→ **Data to use**:
*****

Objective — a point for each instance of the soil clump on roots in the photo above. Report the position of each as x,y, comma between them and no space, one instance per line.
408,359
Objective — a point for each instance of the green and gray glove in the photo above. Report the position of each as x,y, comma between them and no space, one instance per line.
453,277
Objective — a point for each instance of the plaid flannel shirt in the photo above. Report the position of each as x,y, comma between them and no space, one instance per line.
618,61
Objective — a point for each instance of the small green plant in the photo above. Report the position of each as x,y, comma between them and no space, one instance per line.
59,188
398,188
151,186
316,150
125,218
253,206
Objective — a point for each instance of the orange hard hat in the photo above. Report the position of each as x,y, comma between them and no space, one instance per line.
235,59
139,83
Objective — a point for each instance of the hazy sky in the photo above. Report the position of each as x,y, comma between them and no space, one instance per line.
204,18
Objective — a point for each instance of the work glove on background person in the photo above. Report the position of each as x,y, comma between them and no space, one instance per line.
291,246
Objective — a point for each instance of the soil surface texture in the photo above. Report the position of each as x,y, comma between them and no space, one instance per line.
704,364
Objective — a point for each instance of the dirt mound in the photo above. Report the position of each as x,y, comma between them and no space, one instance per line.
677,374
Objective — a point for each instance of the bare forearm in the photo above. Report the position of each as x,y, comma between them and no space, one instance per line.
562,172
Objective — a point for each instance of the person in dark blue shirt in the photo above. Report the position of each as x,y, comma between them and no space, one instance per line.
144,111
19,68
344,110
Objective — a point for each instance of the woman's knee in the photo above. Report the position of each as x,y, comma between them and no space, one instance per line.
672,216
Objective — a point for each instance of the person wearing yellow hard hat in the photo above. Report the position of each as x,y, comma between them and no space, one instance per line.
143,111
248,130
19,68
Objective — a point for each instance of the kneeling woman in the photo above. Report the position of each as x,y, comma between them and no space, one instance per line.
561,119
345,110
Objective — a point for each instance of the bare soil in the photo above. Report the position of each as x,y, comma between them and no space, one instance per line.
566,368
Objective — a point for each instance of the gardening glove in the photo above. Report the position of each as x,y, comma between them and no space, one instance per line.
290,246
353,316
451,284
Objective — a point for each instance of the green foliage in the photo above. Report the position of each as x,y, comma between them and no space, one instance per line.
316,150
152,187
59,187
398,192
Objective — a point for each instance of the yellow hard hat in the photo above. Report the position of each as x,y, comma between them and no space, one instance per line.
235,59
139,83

*****

→ **Short exercise**: Please give back all of the records exactly as written.

→ **The solution**:
Objective — a point for each instance of the soil clump on roots in the photo above. Report the position of each as x,y, comma between them and no space, one instance per line.
408,359
Objective — a point for each instance of the green and gray glove in the photo above. Report the position of each as x,y, comma between them and no space, one instance per line.
453,277
Objective — a point for each instance of the plaid flannel shirt in the photo above. Report the position of each as x,y, comma between them and no space, one instance per line.
618,61
Objective — a point for each instance of the small green plant in the photo above. Report the position of each as x,y, comma between them and no space, one instance per line.
59,188
398,188
151,186
316,150
125,218
253,206
Objective — a point for each instance of the orange hard hat in the photo above. Report the position of each as x,y, comma between them and no space, one instance per line.
235,59
139,83
Objective — a point for each instance of the hazy sky in the photo above. Report the position of each as x,y, comma between them and no space, one instance per line.
204,18
Objective — a point for each instance of the work glove on background person in the photo above. Report the position of each as x,y, comma between them and no space, one instance per line.
291,246
Objective — a point for each instance of the soil surface texture in the photo above. Report the position of each as x,y, comma between them and no space, one instance per line.
704,364
Objective — a point for each instance of the dirt mound in the photo above. Report the position of each as x,y, comma between them and no space, one instance per line.
677,374
Objective — a point for each instance of the bare forearm in the photo above. Report the position of each as x,y, comma between them and no space, one instance per line.
562,172
Objective — a point for each instance of the person in dark blue shirt in the photo above. Report the position of each as x,y, comma between them and no space, one instance per line.
144,111
19,68
344,110
Objective — a point for each instance of the woman's knee in the photo above. Report the position of each as x,y, comma between them and no space, one instance per line.
672,216
Objective — a point for each instance of the person wearing yellow hard hat in the photo above. Report the position of each as x,y, comma between them and no space, one instance per line.
143,111
248,130
19,68
Objective — a point for each instance of the kneeling woman in the photo above. Report the position of each as x,y, comma between them and no space, one instance per line.
561,119
345,110
Objective — a point for each instance of the bare soil in the photo above. Report the position of each as x,y, comma between them and no space, one instance per line.
566,368
Objective — a point for each instance of the gardening glove in the photo above. Report the position of each as x,y, comma between them and no space, one instance per line.
290,246
353,316
451,284
Objective — a point for each instance of the green foliage in the photo above. Report the position of each as x,y, comma between them and no space, one instance per line.
316,150
152,187
59,187
398,192
Objective — a point for each instance of the yellow hard hat in the photo above. Report the position of each as x,y, comma between them and no space, one instance per line.
235,59
139,83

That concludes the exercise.